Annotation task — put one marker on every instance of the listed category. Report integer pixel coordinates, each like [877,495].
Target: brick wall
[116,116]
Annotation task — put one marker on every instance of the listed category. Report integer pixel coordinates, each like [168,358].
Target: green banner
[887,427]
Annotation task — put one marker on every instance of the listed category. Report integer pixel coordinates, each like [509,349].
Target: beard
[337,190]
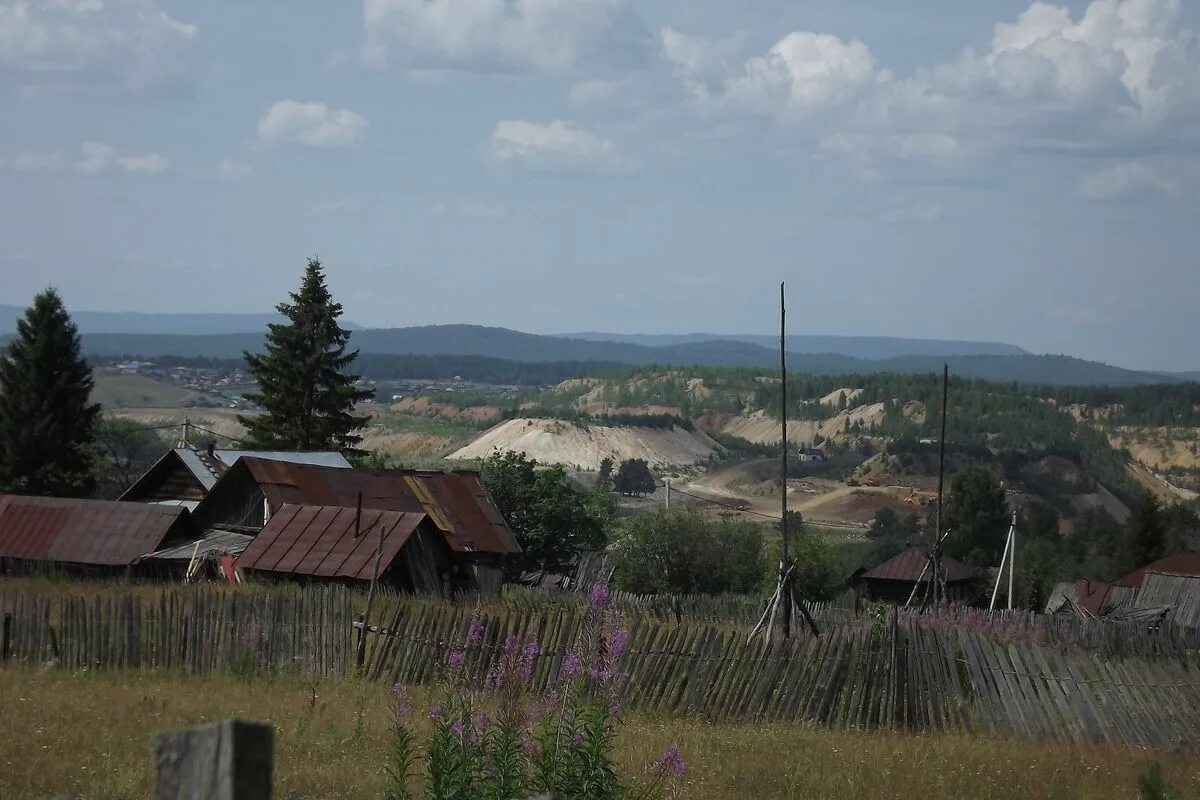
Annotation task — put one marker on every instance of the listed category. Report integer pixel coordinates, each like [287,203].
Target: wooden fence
[893,671]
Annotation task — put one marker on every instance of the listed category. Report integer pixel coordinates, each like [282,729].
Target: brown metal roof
[457,503]
[321,541]
[84,531]
[909,565]
[1177,564]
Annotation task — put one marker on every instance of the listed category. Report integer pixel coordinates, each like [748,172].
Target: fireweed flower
[671,761]
[475,631]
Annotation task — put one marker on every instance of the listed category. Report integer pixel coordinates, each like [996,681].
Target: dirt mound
[833,400]
[427,408]
[585,446]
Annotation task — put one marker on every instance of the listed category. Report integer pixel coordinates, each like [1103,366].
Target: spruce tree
[47,423]
[305,390]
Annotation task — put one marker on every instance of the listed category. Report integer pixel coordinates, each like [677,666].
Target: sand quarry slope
[585,446]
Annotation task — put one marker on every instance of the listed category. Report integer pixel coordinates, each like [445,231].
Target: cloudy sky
[936,168]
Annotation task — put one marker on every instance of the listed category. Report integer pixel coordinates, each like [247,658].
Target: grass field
[137,391]
[90,735]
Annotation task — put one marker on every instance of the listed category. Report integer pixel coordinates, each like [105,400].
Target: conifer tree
[305,390]
[47,423]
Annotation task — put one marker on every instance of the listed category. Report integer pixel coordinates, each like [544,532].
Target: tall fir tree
[305,390]
[47,422]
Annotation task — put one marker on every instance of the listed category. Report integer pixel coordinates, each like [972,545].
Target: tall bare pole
[784,564]
[941,481]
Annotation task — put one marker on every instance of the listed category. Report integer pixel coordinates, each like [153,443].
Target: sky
[995,170]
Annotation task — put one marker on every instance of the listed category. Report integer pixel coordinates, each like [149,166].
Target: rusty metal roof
[321,541]
[457,503]
[1177,564]
[909,565]
[84,531]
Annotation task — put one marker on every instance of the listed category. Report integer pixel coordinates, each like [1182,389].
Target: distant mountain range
[515,346]
[132,322]
[858,347]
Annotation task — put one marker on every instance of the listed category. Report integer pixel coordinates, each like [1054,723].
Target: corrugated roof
[84,531]
[1179,593]
[316,458]
[456,501]
[1177,564]
[909,565]
[321,541]
[213,542]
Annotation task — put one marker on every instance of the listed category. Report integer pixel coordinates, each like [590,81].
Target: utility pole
[785,572]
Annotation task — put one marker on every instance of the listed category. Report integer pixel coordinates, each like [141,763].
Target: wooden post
[785,565]
[227,761]
[366,612]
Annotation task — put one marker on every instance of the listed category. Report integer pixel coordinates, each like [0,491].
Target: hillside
[582,446]
[131,322]
[857,347]
[514,346]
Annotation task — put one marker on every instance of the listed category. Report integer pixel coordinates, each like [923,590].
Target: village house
[184,475]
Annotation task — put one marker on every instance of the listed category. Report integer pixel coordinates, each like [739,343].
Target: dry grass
[90,734]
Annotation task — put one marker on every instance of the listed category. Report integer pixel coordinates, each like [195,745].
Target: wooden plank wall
[1008,675]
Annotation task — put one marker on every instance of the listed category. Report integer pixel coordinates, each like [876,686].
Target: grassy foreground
[89,734]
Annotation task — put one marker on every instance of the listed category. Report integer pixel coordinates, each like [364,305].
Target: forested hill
[515,346]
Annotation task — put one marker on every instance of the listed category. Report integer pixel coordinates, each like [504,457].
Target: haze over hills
[516,346]
[859,347]
[136,322]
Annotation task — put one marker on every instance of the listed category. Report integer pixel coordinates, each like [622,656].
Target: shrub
[684,551]
[492,739]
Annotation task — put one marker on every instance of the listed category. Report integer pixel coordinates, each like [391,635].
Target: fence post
[226,761]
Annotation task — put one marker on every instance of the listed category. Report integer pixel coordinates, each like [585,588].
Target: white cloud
[913,214]
[311,124]
[551,145]
[501,35]
[95,157]
[232,170]
[1126,178]
[803,72]
[1119,76]
[120,44]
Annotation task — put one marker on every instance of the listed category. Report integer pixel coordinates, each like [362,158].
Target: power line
[724,505]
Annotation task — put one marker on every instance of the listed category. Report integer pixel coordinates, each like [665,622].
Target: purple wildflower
[571,666]
[672,761]
[475,631]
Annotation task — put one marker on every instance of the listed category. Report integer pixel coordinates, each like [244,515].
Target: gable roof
[457,503]
[910,564]
[321,541]
[207,468]
[1177,564]
[84,531]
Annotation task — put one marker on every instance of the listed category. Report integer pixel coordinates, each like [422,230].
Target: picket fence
[891,671]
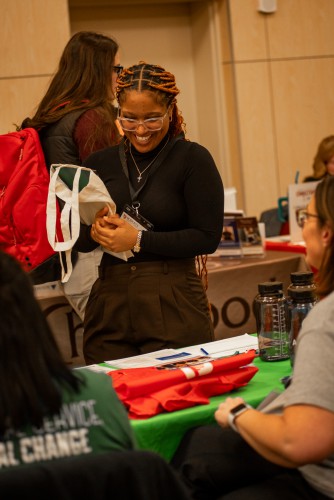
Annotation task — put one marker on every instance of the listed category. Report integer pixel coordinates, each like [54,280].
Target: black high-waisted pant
[144,307]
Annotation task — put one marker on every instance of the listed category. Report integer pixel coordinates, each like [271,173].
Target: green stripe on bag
[67,176]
# # # #
▸ Problem to solve
Transcribe the records verbatim, from the line containing "each like [391,635]." through the end of the records. Omit the pictures.

▸ Solution for this exercise
Annotation task — put one marker on every instance of the listed category. Report integer pixel coordinates, each like [391,635].
Target: fence post
[226,761]
Annotation task — put one marker on every instance of the listed category. Report integer pixel coordinates, each like [585,588].
Target: white cloud
[913,214]
[311,124]
[551,145]
[501,35]
[95,157]
[232,170]
[1126,178]
[803,72]
[1119,76]
[120,44]
Annotation task — put one marker on every instance of the listed category. Report integer pixel coordinates, each like [362,158].
Target: power line
[724,505]
Annotation task — put one marker on every instance of the listed category. Report integer pixel coordinates, each like [665,622].
Target: purple wildflower
[571,666]
[672,761]
[475,631]
Annotation task — put one marker on every instance of the listed category. Report integer pixel coordinates, each like [244,515].
Target: gable roof
[457,503]
[910,564]
[321,541]
[207,468]
[1177,564]
[84,531]
Annotation task — put one marker on every instance of the listed category. Report integer pixel coordinates, each like [422,230].
Target: picket fence
[891,671]
Annotation task — put one marker on every instance of the listed category. Report integer pixel coordinates, each like [54,280].
Target: black high-waisted pant
[144,307]
Annotation task — put one marker on every instance of the listed category. Report integer pixel coordinates, each like [271,173].
Target: green stripe on bag
[67,176]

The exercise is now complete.